- WHAT TO WORK ON: Render every line of the items below as one JSON list of strings, one string per line, with blank lines omitted.

(Data records)

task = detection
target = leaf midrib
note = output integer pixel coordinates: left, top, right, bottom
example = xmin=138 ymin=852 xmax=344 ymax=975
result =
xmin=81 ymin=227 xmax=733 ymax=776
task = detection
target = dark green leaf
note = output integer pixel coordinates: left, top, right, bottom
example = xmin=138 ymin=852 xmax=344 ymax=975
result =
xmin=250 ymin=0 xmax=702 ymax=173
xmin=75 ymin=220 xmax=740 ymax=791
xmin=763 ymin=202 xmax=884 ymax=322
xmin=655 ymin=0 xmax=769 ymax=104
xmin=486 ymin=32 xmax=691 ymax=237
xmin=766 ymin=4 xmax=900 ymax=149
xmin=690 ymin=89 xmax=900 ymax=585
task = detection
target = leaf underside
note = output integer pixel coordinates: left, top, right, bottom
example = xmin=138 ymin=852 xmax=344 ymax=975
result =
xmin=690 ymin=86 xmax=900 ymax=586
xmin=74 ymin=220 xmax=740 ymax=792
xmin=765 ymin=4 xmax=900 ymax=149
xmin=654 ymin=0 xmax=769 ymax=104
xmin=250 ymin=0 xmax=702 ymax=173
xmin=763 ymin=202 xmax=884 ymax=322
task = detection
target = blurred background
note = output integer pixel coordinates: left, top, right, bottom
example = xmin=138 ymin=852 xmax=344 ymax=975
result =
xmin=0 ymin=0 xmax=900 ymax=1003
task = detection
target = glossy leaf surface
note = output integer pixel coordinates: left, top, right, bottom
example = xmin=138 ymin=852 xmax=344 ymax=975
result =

- SOLUTION BELOW:
[
  "task = detection",
  "target = leaf midrib",
  "note = output integer pixel coordinates: left, top, right, bottom",
  "example = xmin=138 ymin=852 xmax=344 ymax=975",
  "result =",
  "xmin=81 ymin=227 xmax=733 ymax=776",
  "task = detection",
  "target = dark green leaf",
  "note = output integer pixel coordinates: left, top, right, bottom",
  "example = xmin=138 ymin=852 xmax=344 ymax=975",
  "result =",
  "xmin=250 ymin=0 xmax=702 ymax=173",
  "xmin=75 ymin=220 xmax=740 ymax=791",
  "xmin=763 ymin=202 xmax=884 ymax=322",
  "xmin=655 ymin=0 xmax=769 ymax=104",
  "xmin=486 ymin=32 xmax=691 ymax=237",
  "xmin=766 ymin=4 xmax=900 ymax=149",
  "xmin=690 ymin=89 xmax=900 ymax=585",
  "task = detection",
  "target = leaf underside",
  "note = output integer pixel coordinates: left, top, right, bottom",
  "example = xmin=138 ymin=852 xmax=344 ymax=975",
  "result =",
  "xmin=690 ymin=86 xmax=900 ymax=586",
  "xmin=74 ymin=220 xmax=740 ymax=792",
  "xmin=765 ymin=4 xmax=900 ymax=149",
  "xmin=654 ymin=0 xmax=769 ymax=104",
  "xmin=250 ymin=0 xmax=702 ymax=173",
  "xmin=763 ymin=202 xmax=884 ymax=322",
  "task = detection",
  "target = blurred background",
  "note = output integer pixel coordinates: left, top, right, bottom",
  "example = xmin=138 ymin=852 xmax=344 ymax=975",
  "result =",
  "xmin=0 ymin=0 xmax=900 ymax=1003",
  "task = detection",
  "target = glossy leaf surface",
  "note = output integer pixel coordinates: left, top, right, bottom",
  "example = xmin=138 ymin=852 xmax=344 ymax=975",
  "result ="
]